══ Supplied records

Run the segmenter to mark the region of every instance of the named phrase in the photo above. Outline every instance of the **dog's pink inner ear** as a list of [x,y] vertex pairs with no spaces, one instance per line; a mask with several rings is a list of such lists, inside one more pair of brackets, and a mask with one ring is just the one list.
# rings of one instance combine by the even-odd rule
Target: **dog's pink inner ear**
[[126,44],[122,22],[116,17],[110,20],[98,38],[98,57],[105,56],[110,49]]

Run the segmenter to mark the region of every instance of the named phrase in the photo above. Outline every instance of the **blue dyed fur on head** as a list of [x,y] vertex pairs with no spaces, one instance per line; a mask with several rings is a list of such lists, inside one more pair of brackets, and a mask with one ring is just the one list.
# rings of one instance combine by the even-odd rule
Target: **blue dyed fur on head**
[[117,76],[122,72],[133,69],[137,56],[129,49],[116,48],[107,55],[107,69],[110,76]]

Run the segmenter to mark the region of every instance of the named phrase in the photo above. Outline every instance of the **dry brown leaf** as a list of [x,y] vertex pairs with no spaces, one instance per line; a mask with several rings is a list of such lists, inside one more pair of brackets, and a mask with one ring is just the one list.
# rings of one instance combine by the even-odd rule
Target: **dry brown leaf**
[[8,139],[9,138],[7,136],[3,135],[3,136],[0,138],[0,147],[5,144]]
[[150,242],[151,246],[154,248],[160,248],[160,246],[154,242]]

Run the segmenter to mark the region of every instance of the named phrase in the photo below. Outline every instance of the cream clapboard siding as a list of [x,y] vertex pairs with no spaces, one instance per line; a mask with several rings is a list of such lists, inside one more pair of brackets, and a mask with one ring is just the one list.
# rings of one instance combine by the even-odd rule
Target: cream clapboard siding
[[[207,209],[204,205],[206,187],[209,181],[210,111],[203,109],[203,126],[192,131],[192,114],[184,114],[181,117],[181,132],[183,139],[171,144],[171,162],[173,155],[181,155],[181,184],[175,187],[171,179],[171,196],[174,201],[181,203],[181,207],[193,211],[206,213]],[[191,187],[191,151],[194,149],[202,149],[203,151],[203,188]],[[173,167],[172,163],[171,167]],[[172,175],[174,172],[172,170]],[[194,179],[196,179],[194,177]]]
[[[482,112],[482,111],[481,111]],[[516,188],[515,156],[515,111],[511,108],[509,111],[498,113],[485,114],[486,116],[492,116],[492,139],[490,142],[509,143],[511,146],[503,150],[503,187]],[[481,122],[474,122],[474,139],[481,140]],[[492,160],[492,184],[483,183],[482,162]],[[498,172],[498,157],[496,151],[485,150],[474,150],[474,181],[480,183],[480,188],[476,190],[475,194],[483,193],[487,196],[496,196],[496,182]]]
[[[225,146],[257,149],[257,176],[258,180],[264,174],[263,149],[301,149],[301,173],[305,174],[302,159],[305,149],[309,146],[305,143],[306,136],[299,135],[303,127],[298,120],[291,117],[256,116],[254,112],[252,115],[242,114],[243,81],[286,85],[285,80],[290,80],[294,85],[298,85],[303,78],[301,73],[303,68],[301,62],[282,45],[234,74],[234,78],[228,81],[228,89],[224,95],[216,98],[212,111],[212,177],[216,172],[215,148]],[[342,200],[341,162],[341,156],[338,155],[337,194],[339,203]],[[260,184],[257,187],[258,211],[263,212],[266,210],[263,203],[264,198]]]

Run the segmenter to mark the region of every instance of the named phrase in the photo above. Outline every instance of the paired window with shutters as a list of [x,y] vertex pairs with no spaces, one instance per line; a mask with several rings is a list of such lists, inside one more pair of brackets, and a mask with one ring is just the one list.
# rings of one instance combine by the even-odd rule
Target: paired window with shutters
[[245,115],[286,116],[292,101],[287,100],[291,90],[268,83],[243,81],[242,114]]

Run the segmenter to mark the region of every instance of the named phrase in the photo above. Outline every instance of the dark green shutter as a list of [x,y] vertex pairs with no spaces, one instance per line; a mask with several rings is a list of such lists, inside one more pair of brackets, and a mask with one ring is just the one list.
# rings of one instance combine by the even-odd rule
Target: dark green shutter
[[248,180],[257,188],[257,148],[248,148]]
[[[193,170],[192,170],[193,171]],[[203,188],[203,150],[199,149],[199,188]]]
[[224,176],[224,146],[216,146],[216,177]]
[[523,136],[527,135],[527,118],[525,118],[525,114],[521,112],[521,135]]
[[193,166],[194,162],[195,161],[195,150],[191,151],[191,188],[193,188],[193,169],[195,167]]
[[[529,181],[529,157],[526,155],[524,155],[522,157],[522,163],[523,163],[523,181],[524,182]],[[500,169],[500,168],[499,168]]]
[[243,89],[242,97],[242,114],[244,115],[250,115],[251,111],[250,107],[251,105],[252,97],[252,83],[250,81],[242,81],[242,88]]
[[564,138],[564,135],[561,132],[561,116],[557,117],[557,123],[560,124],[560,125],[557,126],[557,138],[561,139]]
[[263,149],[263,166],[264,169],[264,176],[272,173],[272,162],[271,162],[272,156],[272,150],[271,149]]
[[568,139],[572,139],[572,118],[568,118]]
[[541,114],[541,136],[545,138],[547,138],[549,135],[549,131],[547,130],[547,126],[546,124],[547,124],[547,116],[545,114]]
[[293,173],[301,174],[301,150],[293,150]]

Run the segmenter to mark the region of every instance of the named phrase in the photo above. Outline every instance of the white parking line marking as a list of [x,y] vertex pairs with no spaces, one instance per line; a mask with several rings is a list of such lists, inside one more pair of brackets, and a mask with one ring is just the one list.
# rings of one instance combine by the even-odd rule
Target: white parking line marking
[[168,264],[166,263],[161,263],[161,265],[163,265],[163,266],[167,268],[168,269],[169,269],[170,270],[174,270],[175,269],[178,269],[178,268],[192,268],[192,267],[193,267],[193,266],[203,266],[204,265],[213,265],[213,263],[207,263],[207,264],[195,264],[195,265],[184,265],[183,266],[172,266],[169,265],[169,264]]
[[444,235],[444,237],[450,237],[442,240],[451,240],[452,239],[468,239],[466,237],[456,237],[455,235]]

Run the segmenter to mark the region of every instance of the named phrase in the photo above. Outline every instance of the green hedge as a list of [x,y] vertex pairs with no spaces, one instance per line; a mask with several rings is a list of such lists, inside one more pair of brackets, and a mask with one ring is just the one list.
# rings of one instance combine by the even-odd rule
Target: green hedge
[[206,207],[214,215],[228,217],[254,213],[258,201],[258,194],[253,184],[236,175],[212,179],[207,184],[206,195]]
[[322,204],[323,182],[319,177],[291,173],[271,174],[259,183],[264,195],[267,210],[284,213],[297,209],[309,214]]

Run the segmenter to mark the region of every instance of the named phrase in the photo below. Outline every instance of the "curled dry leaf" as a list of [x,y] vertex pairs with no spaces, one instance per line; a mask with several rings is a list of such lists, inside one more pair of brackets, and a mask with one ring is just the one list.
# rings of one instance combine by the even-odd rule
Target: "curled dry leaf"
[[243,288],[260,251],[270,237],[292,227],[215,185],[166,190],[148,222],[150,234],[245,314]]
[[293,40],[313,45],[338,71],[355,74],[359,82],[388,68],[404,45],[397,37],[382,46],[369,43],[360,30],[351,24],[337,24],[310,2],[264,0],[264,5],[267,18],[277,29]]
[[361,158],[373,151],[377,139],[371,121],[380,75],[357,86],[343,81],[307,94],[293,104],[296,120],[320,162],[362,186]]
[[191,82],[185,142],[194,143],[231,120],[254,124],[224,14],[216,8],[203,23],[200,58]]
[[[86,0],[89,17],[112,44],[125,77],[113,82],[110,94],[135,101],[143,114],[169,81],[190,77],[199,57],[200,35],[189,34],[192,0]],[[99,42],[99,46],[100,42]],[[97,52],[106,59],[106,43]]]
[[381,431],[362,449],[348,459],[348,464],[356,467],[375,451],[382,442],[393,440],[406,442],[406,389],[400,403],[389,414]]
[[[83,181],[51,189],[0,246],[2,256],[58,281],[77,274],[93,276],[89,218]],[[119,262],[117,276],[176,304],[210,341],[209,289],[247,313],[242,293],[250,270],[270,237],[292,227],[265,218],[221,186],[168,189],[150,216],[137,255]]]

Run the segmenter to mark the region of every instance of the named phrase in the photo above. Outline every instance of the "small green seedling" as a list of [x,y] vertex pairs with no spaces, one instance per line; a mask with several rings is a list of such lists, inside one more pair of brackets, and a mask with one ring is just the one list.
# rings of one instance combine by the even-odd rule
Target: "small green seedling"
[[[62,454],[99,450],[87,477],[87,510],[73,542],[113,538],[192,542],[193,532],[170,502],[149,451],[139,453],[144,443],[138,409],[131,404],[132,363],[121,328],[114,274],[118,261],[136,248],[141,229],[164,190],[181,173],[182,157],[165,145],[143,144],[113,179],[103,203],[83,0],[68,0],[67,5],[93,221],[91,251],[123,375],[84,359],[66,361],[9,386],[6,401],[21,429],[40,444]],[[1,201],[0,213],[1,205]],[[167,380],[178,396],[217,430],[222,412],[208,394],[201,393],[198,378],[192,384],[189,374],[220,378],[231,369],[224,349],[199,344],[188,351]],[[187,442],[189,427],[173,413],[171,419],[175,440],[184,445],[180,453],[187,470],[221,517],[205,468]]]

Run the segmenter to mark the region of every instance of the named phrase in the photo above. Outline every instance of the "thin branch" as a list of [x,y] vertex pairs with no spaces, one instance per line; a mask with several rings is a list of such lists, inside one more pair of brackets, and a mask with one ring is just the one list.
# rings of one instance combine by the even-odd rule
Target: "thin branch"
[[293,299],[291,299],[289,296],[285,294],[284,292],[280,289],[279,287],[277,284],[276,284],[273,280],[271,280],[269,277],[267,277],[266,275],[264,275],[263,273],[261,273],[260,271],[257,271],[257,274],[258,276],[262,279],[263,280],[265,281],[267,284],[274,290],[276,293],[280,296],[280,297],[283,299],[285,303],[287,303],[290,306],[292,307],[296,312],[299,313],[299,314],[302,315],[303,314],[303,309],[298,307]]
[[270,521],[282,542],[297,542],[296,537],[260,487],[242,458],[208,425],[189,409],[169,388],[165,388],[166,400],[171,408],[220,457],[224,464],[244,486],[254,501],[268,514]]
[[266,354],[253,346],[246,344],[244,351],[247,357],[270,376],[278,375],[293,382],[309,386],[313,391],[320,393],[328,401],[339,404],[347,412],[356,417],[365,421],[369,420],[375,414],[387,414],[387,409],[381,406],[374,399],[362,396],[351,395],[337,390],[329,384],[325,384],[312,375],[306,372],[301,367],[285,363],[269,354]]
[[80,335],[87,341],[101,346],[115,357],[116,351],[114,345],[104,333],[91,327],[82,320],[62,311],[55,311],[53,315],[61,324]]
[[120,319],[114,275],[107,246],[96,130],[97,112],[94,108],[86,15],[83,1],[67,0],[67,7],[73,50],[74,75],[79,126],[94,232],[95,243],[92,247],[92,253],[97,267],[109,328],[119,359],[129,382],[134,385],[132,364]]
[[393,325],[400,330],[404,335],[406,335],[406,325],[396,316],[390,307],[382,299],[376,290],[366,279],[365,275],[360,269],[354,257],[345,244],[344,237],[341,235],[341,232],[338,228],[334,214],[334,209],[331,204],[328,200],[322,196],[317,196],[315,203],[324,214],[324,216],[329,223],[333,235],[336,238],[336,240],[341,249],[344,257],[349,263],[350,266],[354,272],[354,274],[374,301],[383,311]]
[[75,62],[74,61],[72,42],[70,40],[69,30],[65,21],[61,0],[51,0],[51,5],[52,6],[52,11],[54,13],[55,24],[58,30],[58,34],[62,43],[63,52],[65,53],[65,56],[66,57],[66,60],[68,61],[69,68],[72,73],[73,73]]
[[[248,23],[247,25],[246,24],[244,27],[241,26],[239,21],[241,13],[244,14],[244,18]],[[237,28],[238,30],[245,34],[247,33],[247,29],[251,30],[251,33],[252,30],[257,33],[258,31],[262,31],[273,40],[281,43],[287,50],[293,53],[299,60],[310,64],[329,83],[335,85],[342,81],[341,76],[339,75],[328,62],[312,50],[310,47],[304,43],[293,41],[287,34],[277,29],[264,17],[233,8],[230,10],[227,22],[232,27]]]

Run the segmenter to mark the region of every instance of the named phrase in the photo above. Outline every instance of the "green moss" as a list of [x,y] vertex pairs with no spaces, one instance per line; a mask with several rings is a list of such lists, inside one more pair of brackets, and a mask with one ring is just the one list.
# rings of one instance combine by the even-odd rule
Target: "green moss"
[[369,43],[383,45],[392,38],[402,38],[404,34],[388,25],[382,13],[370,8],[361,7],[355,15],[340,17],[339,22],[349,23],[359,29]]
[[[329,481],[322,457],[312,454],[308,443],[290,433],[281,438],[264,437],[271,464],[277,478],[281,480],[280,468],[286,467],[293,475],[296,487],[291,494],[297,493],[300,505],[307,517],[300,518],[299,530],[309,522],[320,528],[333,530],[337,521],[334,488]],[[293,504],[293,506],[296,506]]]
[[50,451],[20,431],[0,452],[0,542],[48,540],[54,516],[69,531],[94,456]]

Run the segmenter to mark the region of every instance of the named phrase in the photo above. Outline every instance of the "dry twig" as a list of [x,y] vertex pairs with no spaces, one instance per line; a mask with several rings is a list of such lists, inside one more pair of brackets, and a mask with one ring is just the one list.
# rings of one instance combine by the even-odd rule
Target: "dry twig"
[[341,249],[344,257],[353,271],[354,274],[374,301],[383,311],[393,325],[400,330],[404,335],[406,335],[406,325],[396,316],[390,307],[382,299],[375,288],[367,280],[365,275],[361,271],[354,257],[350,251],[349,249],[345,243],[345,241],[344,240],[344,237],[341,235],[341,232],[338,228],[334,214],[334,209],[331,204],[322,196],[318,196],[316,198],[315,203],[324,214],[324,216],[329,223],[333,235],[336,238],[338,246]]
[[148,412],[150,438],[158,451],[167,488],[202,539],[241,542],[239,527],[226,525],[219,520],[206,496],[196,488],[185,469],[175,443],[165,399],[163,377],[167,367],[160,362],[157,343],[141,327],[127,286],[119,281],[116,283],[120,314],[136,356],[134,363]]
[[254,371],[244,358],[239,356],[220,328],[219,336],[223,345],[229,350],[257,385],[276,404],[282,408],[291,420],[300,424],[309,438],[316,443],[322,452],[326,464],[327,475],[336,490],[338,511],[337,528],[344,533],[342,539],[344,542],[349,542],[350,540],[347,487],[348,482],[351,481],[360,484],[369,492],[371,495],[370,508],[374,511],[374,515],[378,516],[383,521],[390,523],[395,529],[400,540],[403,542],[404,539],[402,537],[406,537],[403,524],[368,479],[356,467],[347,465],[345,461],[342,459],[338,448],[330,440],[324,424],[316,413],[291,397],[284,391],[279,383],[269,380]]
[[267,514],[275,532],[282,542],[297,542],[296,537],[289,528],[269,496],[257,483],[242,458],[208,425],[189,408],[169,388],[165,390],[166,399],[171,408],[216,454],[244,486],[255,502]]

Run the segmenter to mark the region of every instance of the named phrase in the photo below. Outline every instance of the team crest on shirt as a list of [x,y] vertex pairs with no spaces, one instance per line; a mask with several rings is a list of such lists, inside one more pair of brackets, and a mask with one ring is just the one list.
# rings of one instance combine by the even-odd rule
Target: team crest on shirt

════

Return unchanged the part of the listing above that opens with the line containing "of the team" and closes with the last line of the listing.

Run the segmenter to mark the region of every instance of the named phrase in the photo below. Outline every instance of the team crest on shirt as a list of [x,y] vertex pairs with no spaces, one instance per line; a mask with several rings is a list of such lists, inside one more pair of brackets, and a mask with one ring is just the one list.
# rings of one instance combine by the even-odd rule
Target: team crest on shirt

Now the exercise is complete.